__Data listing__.
┄┄┄┄┄┄┄┄┄┄┄┄┄┄┄┄┄┄┄┄

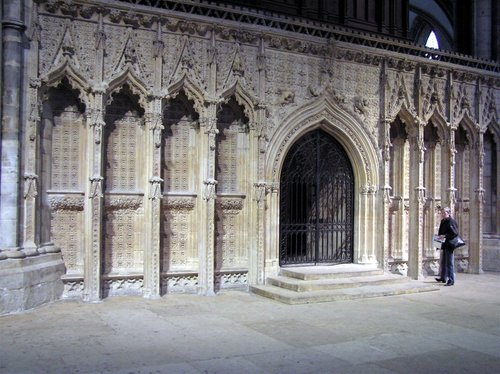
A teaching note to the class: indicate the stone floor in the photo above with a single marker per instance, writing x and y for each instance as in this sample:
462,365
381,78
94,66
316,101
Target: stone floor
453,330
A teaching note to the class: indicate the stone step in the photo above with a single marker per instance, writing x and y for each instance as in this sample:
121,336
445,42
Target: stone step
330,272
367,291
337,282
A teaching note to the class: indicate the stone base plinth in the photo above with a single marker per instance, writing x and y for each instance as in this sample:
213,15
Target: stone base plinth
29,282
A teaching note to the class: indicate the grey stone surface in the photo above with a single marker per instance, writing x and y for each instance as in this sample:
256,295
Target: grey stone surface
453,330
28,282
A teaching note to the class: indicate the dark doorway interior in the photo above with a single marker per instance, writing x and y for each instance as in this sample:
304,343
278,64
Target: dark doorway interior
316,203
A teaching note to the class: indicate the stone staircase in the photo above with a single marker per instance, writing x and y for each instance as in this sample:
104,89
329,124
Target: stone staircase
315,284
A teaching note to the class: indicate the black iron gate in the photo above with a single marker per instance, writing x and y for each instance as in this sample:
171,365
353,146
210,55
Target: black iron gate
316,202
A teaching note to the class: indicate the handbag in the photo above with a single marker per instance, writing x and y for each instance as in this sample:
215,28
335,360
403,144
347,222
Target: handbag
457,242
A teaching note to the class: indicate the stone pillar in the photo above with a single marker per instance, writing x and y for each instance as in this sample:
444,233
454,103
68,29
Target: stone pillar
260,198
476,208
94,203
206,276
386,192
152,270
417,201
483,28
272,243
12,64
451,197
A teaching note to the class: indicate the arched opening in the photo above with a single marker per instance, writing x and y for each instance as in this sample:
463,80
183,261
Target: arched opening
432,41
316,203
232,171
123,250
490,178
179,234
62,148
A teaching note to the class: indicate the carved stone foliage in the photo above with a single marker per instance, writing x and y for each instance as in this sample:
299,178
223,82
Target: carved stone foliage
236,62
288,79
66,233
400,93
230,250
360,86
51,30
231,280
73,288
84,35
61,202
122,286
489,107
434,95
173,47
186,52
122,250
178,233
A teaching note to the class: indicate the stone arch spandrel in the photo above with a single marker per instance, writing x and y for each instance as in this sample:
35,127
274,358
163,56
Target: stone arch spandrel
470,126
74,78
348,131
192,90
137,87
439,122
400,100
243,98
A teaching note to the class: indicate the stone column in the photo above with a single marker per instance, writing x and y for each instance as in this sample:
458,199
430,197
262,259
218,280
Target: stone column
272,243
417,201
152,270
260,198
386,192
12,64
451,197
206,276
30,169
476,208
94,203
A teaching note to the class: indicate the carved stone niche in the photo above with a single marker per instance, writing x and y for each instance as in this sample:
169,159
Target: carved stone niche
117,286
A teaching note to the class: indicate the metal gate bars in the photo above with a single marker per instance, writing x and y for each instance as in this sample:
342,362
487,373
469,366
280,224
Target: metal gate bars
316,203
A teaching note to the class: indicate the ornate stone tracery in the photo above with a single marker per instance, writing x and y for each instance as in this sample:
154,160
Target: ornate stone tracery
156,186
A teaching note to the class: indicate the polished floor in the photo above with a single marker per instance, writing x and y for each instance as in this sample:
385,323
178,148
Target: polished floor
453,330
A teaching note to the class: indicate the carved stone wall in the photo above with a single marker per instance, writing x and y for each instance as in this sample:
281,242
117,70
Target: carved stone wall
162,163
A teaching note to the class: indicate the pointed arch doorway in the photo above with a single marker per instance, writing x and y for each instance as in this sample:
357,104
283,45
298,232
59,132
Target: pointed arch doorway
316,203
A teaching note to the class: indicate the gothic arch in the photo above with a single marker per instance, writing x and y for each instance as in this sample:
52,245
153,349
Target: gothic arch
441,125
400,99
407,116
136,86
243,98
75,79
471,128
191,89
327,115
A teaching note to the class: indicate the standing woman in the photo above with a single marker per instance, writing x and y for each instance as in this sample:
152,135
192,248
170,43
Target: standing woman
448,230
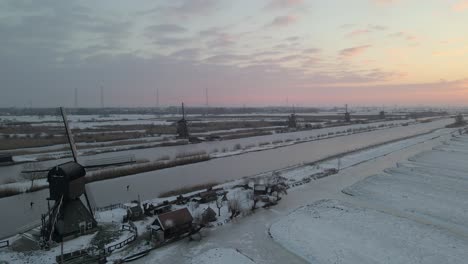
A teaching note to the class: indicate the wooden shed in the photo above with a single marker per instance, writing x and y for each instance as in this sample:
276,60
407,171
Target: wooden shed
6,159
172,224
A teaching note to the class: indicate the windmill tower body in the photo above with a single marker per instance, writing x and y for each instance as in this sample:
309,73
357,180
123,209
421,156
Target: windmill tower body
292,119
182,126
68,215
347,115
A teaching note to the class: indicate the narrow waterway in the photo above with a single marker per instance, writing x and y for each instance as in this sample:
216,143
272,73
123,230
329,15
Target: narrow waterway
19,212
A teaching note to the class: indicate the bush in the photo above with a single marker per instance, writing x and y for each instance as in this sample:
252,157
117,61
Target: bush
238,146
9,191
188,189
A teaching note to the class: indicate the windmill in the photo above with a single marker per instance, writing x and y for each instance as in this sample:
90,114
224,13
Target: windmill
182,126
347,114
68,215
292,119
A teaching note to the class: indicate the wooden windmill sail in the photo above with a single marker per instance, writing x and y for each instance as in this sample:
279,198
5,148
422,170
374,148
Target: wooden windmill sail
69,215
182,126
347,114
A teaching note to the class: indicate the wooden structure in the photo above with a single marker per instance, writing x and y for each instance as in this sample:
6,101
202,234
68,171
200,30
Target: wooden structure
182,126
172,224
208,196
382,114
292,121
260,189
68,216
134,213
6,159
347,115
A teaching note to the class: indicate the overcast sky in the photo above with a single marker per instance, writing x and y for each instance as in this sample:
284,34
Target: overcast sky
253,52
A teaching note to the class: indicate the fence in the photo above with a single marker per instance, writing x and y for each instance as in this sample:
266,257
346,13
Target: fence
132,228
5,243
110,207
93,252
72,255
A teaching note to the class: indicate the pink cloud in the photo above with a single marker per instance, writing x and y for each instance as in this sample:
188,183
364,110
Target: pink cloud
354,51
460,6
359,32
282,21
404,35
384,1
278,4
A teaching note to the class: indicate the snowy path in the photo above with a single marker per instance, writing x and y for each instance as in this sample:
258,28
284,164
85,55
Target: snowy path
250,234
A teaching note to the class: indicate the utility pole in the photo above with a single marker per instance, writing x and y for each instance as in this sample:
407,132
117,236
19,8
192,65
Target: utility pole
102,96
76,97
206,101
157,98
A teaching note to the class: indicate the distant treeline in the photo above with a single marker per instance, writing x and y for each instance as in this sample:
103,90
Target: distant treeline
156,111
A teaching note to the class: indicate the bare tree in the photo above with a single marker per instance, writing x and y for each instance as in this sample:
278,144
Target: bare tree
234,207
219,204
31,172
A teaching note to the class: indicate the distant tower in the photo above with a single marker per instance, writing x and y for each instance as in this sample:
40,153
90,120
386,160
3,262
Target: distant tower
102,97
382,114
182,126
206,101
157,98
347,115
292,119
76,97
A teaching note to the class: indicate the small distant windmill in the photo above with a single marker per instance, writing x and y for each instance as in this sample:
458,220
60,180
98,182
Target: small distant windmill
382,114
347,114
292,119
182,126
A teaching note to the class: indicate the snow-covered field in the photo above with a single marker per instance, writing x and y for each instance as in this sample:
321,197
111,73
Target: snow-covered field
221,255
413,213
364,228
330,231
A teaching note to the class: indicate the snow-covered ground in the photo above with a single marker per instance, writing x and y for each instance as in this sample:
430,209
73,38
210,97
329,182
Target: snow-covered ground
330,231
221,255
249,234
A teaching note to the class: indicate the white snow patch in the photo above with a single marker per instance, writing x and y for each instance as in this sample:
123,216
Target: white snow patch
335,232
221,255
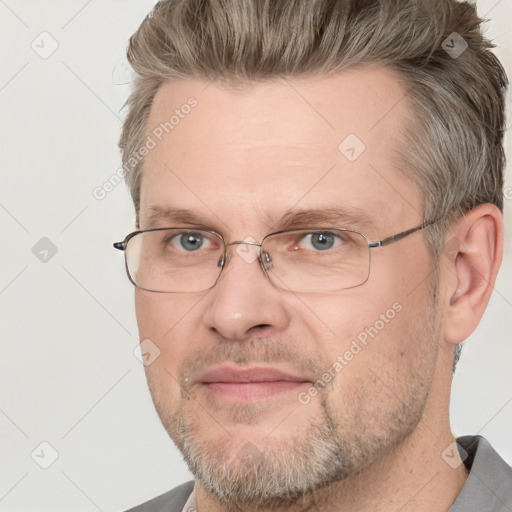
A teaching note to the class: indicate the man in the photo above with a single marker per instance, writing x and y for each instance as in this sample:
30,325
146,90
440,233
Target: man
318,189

┄┄┄┄┄┄┄┄┄┄┄┄┄┄┄┄┄┄┄┄

__TASK TO CARRY OUT__.
Pull out every line of the records above word for word, leaving out the pictures.

__SOLUTION__.
A teaching note to the class: indicate the stone floor in the photo above with a single marker per instance, writing x and y for each instance as in this sample:
462,365
381,78
94,66
316,101
Target: stone floor
453,330
A teaching note to the class: indicate the stone step in the photo above with a single marker per instance, writing x and y for each instance as in this sample:
121,336
445,42
Target: stone step
330,272
367,291
337,282
A teaching note to the class: indicate the stone base plinth in the photo above with a single marker per instance, writing x and y for each instance as in this sample:
213,15
Target: stone base plinth
29,282
A teaching note to the class: indicate the grey stone surface in the photo above with a single marker per instance, writing x and y for each instance as in this sample:
256,295
Target: grey stone surface
453,330
28,282
A teaching note to the class: indicate the dark doorway interior in the photo above with a single marker per instance, writing x and y for each instance as in this sample:
304,343
278,64
Target: dark doorway interior
316,203
A teaching note to the class: indicate the stone staircase in the photo above with a single marker per instance, writing x and y for each instance as in this sample:
104,89
329,124
Target: stone staircase
315,284
A teaching note to the class: indicate the black iron gate in the photo above with a single marker per instance, writing x and y for each instance as in this sample:
171,365
353,146
210,55
Target: black iron gate
316,202
A teaching note to the class: indicate the handbag in the photo above with a single marker per instance, writing x and y for each instance as in this sample:
215,28
335,360
403,144
347,222
Target: handbag
457,242
A teaching note to the class: indicate the stone pillar in the photo above with a single marker per instance, writing x and y for each instance as in this sample:
444,233
454,103
68,29
Target: stone pillar
260,198
476,208
94,203
206,276
386,192
152,270
417,201
483,28
272,243
12,64
451,197
A teaching note to the class: indicate the arched opening in the photo above with a single marker per instance, writing x and y for each instance as in this sample:
463,80
183,261
Target: arched opening
432,41
316,203
232,171
123,250
490,178
179,234
62,148
A teaching note to the class: indicate the carved stone foliage in the photo above with a single marker per instance, writing x and y for each instance as in this sample:
299,178
223,82
Target: carved stone foliage
236,62
288,79
66,233
400,93
230,250
360,86
51,30
231,280
73,288
84,35
61,202
122,286
489,107
434,95
173,47
186,52
122,250
178,233
A teaching note to the class: indicate the stone arch spandrel in the photo above with a single marker per instance, writing x and y for each instance as in this sample:
35,127
274,358
163,56
Target: stone arch spandrel
470,126
74,78
348,131
192,90
137,87
439,122
400,100
243,98
A teaching note to the class: indicate the stone column in the photo above with a single marker per instance, writing x and y for each instance as in this sample:
458,199
430,197
262,259
218,280
Target: stone column
272,243
417,201
152,270
260,198
386,192
12,64
451,197
206,276
30,169
476,208
94,203
A teaching note to the class: indicate the carved stone niche in the photo above with a single marker per instance, writing x and y for each instance as in this sample:
169,159
Target: carved stone niche
117,286
A teaching note to the class: indicate the metal gate bars in the photo above with a single marker per instance, writing x and y for each instance as in this sample:
342,362
487,373
469,366
280,224
Target: metal gate bars
316,203
A teaching note to the class: indicate the ornate stone tracery in the photo above with a single marker per instance, writing x and y for each instance as in this sample:
154,160
Target: ornate stone tracery
156,186
A teaching note to the class: indicate the polished floor in the photo above with a single marker per instance, writing x and y for each instance as in this sample:
385,323
178,148
Target: polished floor
453,330
A teaching note to the class: indicate the carved stone wall in the photo above with a single marker per instance, writing x and y for each instance as in this sample:
281,242
117,70
Target: carved stone wall
162,163
A teaching note to the class: indicate the pointed arch doorway in the photo above with a single marker per instance, writing x and y for each instance as in this sample:
357,104
283,45
298,232
59,132
Target: pointed arch doorway
316,203
A teaching note to the class: indicate the gothic arch in the photo above with a single marker per instance, writing x and y for each instance as in this sample:
52,245
153,349
Target: gothic arch
441,125
400,99
407,116
136,86
243,98
75,79
471,128
191,89
327,115
A teaching note to the class: indicate the standing woman in the photo above with a single marker per instance, writing x and y for each instance as in this sample:
152,135
192,248
170,43
Target: standing woman
448,230
A teaching note to the class: indicate the wooden shed in the photo above with a single marker per instance, writing x and y for each instance as in this sample:
276,60
407,171
Target: wooden shed
6,159
172,224
A teaching note to the class: indicate the windmill tower body in the photo above with a single marker per instance, writing x and y for each instance as in this sample:
309,73
357,180
123,209
421,156
Target: windmill tower body
292,119
182,126
68,215
347,115
A teaching note to the class: indicate the narrow waterway in the photo above with a single marker per instance, writing x and y for each instance as in this sample:
216,143
272,73
123,230
329,15
Target: narrow waterway
19,212
A teaching note to the class: indicate the bush in the photo above with a single marker per instance, writing x and y for each instance as in this sample:
252,157
117,61
Target: bush
238,146
9,191
188,189
A teaching note to the class: indicate the windmill in the photo above with a single marker per instance, writing x and y for each instance as in this sample:
90,114
224,13
Target: windmill
182,126
347,114
68,215
292,119
A teaching note to the class: indicate the wooden windmill sail in the photo above with a single marker per instance, writing x and y for each instance as in this sample:
279,198
5,148
422,170
374,148
Target: wooden windmill sail
69,215
182,126
347,114
A teaching note to the class: indicate the wooden structure in the photo above with a single marker per instance, writing x and y for each instance as in this sample:
6,101
202,234
68,171
200,30
Target: wooden structure
182,126
172,224
208,196
382,114
292,121
260,189
68,216
134,213
6,159
347,115
A teaching note to the class: indicate the overcast sky in the photo above with a single marker per instance, writing x and y for each instance as in this sample:
284,34
Target: overcast sky
253,52
A teaching note to the class: indicate the fence in the photo above with a single marker per instance, writing x and y for each instance as in this sample:
266,257
346,13
Target: fence
132,228
5,243
110,207
93,252
72,255
A teaching note to the class: indicate the pink cloud in the photo above with a single marker per instance, writing x and y for each instance as in this sample:
188,183
364,110
Target: pink cloud
354,51
460,6
359,32
282,21
404,35
384,1
278,4
A teaching note to the class: indicate the snowy path in the photo above with a single marker per instance, writing x and y for each instance as in this sample:
258,28
284,164
85,55
Target: snowy path
250,234
A teaching note to the class: indicate the utility pole in the photo above with a single marker per instance, writing x and y for each instance as in this sample:
407,132
117,236
19,8
192,65
Target: utility pole
102,96
76,97
206,101
157,98
A teaching note to the class: indicate the distant treeline in the photo above with a single marker per instance, writing x and y for each instance as in this sample:
103,90
Target: distant treeline
156,111
A teaching note to the class: indicate the bare tree in the photo above with a single marker per instance, writing x and y for each instance as in this sample:
278,144
Target: bare tree
234,207
219,204
31,172
A teaching note to the class: indicate the distant tower in the photo above with a single marker per instance, writing x and y for each instance as in this sample:
40,153
90,120
386,160
3,262
Target: distant tower
102,97
382,114
182,126
206,101
157,98
347,115
292,119
76,97
A teaching note to the class: indicate the small distant windmill in the photo above with a single marker per instance, writing x and y for each instance as in this sample:
458,220
60,180
98,182
Target: small distant windmill
382,114
347,114
292,119
182,126
A teaching note to the class: indicate the snow-covered field in the photo above with a single marker per instance, writing x and y for each instance as in this sample:
321,197
111,73
Target: snow-covered field
221,255
413,213
364,228
330,231
A teaching note to the class: indicate the snow-covered ground in the photo above with a single marker per instance, writing x and y for each instance as in this sample:
430,209
73,38
210,97
329,182
Target: snow-covered ground
330,231
221,255
249,234
A teaching note to the class: indicate the white snow patch in the photo above with a single marker per instance, writing x and y for each instance as in this sample:
123,216
Target: white snow patch
335,232
221,255
A teaching note to the class: indicate the man in the photo above with a single marker per instance, writing x and y for each instance as in this sample:
30,325
146,90
440,233
Target: man
318,189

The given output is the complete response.